The request:
Could you copy, word for word, only the lines from the one containing "Check that each instance of the rock outcrop" through the last line of the records below, both included?

Rows:
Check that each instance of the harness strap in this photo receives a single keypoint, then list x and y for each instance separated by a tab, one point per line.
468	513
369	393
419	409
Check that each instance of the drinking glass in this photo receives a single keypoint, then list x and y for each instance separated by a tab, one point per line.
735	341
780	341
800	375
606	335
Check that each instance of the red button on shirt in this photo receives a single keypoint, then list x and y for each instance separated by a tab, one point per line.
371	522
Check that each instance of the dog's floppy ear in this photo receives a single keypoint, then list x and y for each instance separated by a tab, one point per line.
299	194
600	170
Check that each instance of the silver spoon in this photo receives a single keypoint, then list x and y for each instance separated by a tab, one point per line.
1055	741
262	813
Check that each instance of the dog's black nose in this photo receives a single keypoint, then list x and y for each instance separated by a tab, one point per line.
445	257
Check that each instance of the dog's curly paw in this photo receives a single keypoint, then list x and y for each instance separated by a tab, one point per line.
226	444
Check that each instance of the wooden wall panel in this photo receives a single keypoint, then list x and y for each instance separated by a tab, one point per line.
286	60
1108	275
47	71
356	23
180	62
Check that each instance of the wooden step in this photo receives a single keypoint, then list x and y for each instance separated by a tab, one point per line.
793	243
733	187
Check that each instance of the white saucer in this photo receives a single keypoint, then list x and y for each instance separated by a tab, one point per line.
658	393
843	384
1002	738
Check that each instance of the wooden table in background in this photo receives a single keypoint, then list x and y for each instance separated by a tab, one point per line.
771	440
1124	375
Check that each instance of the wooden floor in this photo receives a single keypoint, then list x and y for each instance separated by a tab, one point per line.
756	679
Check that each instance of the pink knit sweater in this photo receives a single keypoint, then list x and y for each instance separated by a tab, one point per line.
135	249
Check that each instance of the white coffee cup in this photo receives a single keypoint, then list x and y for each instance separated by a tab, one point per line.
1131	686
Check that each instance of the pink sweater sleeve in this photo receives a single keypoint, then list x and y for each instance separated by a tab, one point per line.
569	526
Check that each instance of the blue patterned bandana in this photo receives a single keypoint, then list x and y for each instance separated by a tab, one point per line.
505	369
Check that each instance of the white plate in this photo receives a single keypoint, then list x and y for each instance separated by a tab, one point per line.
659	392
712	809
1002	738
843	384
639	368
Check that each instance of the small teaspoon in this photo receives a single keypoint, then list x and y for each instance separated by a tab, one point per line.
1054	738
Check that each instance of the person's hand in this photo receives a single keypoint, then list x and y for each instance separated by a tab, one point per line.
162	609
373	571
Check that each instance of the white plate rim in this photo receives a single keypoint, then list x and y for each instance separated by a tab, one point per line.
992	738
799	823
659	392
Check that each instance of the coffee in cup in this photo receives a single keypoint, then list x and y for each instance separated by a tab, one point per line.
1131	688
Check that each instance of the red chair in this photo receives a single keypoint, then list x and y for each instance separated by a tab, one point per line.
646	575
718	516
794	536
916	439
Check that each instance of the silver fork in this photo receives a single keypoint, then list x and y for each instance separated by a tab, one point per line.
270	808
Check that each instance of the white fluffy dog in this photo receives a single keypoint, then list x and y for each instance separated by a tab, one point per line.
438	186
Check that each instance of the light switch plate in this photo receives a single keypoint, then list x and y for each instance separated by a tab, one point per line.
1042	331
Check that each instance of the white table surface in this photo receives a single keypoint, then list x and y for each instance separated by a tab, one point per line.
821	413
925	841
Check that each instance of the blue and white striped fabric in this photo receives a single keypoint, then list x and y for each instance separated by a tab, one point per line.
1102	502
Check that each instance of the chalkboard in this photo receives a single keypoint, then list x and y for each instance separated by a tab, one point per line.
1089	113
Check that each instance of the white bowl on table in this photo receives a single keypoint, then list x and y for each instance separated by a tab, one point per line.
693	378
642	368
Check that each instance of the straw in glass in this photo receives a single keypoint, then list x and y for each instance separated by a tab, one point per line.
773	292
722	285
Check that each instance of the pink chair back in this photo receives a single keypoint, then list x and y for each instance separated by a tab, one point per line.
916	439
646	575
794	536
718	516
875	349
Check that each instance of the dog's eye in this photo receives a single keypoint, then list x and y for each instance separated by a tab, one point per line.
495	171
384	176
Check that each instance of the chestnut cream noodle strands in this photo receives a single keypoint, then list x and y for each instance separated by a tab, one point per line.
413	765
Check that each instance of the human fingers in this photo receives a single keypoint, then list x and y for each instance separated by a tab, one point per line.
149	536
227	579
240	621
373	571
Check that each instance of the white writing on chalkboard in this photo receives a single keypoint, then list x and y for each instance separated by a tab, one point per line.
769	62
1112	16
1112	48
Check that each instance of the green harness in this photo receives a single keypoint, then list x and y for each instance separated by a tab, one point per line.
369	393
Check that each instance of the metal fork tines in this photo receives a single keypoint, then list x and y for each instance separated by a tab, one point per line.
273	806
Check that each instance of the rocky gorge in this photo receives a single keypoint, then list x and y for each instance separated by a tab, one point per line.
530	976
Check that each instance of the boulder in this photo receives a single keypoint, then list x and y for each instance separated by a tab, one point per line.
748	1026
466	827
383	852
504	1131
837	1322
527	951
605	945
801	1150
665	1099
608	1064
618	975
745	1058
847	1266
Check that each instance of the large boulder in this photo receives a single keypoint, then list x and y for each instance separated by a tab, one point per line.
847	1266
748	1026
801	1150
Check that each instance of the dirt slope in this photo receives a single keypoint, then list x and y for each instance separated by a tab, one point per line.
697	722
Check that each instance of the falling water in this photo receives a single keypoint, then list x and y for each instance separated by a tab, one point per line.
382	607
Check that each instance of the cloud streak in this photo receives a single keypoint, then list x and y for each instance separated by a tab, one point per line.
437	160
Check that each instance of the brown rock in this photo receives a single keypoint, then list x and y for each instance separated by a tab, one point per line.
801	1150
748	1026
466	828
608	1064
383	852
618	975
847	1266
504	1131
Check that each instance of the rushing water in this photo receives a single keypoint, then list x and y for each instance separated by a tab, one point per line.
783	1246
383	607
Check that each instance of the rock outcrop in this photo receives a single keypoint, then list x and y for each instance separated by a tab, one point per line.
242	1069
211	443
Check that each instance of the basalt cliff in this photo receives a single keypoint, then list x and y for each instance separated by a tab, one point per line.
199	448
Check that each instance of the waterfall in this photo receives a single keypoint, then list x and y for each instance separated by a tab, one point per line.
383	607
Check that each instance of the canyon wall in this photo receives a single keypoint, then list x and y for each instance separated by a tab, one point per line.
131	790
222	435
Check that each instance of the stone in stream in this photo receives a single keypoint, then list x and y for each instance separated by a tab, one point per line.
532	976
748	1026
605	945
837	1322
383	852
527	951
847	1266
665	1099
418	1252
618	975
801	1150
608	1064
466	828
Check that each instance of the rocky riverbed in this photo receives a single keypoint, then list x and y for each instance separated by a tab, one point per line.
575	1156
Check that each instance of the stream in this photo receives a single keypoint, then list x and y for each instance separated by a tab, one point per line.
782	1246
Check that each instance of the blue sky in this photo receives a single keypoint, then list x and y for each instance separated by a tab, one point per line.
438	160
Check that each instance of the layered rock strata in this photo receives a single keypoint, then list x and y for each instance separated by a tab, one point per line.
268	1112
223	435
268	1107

Answer to the problem:
Check that each instance of the rock outcrop in this photo receives a single keypoint, then list x and y for each instance separated by a tab, one point per line.
242	1069
211	443
Check that each instance of the basalt cliff in this photo receives a single keypoint, then list x and y for each instance separated by a tab, one point per line.
199	448
Check that each instance of the waterfall in this photo receives a single keypoint, then list x and y for each instance separated by a tab, one point per line.
383	607
Check that each instance of the canyon wall in this photo receives a single keypoint, then list x and y for each instance separated by a tab, one point per line.
131	790
222	435
Check that each instance of the stone in stream in this photo receives a single keypoint, then list x and y for each instance separated by a tab, one point per line.
532	976
748	1026
605	945
837	1322
383	852
527	951
847	1266
665	1099
418	1252
618	975
801	1150
608	1064
466	828
Check that each instance of the rocky riverbed in this photo receives a single keypoint, then list x and y for each instance separated by a tab, one point per line.
575	1156
Check that each instance of the stream in this photo receives a single keypoint, then list x and y for each instance separated by a tab, one point per line.
782	1246
Check that each instance of the blue sky in this photo receives a single keypoint, then list x and y for each instance separated by a tab, one point per line.
438	160
Check that each instance of the layered rock strata in this photo receives a single keypoint, then list x and y for each instance separated by a tab, one point per line.
268	1112
223	435
268	1107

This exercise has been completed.